### CHECK YOUR UNDERSTANDING
1. List every year that appears in the passage about Grisham below.
2. Reproduce word for word the stretch of the passage about Grisham below from "A complete picture" through "change in attitudes.".

#### TEXT SECTION ####

In addition to building a legacy of quality legal work, Grisham has served his community through a number of volunteer positions. He has been the chairman of the Chattanooga Wastewater Regulations Board since 1978, is currently serving as the immediate past chairman of Hope for the Inner City and served on the Bethel Bible Village board of directors from 1981 to 1985.
Grisham has also given back to his profession in a number of ways, the most notable of which has been as chairman of the Lawyers Helping Lawyers committee of the Chattanooga Bar Association, which assists attorneys with addiction problems. Through the committee, Grisham has taught a seminar titled “Quality of Life in the Practice of Law” annually since 1995. Grisham has also served as president of the CBA, on the bar’s board of governors, and on a number of Tennessee Bar Association committees and panels, including the General Sessions Court committee and the Creditor’s Practice committee, among others.
In 2002, the CBA gave Grisham its Albert L. Hodge Volunteer Award in recognition of his exemplary service to the bar and the legal community.
A complete picture of Grisham must include his work outside of the public’s eye, including his support of the NAACP and the Urban League. Since seeing racial discrimination firsthand as a young boy, Grisham has done what he can to promote a change in attitudes.
“I grew up in a town where black people couldn’t eat where we did, which I didn’t understand. As a fairly young person, I was ashamed of the South, and swore if I ever got out, I wouldn’t come back,” he says.
While in ROTC officer’s training in Indianapolis and while serving overseas, Grisham met people from all over the U.S. and the world, and discovered racial discrimination was “a common state of mankind.” Realizing he couldn’t escape it, he vowed to do what he could to make a difference.
His resolve was tested
when the time came to introduce his Southern born and bred parents to his second wife, an African American.
“In their minds, white folks and black folks didn’t mix. So I looked outside my window and said, ‘Dad, how many different kinds of trees do you see out there? Creation is filled with variety, so why would God prefer one race to another? Don’t you think He loves diversity?’ My folks realized I was right and grew to love my wife and her daughter,” he says.

#### INFORMATION PROVIDED ####

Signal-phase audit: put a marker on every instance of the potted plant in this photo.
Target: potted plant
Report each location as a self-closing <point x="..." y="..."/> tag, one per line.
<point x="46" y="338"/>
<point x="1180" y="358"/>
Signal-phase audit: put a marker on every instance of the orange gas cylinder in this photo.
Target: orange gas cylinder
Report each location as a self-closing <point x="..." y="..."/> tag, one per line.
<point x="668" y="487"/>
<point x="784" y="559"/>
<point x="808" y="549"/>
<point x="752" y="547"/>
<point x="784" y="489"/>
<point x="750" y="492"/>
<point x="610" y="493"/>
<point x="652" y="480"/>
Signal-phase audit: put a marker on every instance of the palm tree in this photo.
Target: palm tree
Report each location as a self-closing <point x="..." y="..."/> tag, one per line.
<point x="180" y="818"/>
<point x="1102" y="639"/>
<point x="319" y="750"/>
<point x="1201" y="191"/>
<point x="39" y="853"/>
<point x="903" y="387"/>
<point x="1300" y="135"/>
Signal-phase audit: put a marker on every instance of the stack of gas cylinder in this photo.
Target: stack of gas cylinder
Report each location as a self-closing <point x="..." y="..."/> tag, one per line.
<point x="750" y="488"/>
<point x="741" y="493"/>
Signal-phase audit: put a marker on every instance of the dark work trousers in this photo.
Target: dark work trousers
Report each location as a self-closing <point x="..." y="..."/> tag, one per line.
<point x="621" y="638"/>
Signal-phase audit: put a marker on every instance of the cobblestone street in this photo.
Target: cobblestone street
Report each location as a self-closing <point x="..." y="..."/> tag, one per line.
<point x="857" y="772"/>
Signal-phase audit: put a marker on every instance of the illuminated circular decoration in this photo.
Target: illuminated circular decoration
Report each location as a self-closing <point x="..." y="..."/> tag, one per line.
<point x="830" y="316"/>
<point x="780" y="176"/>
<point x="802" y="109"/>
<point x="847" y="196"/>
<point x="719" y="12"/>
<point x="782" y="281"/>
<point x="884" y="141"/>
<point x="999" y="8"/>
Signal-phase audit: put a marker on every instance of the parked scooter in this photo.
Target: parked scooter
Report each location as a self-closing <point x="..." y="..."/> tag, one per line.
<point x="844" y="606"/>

####

### TASK RESPONSES
1. 1978, 1981, 1985, 1995, 2002

2.
A complete picture of Grisham must include his work outside of the public’s eye, including his support of the NAACP and the Urban League. Since seeing racial discrimination firsthand as a young boy, Grisham has done what he can to promote a change in attitudes.